WHAT YOU ARE ASKED TO DO: Please rewrite the records below, switching "region" to "area" wherever it occurs and leaving everything else unchanged.

** Start RECORDS SHOWN **

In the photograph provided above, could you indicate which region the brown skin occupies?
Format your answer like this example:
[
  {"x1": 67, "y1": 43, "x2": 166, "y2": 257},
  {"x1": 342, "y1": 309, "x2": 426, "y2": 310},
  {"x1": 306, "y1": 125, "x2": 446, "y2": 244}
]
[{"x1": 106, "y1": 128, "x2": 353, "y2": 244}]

** End RECORDS SHOWN **

COMPLETED EXERCISE:
In the photograph provided above, could you indicate which area the brown skin occupies?
Format your answer like this example:
[
  {"x1": 67, "y1": 43, "x2": 166, "y2": 257},
  {"x1": 342, "y1": 309, "x2": 426, "y2": 310},
  {"x1": 306, "y1": 125, "x2": 446, "y2": 244}
]
[{"x1": 106, "y1": 128, "x2": 353, "y2": 244}]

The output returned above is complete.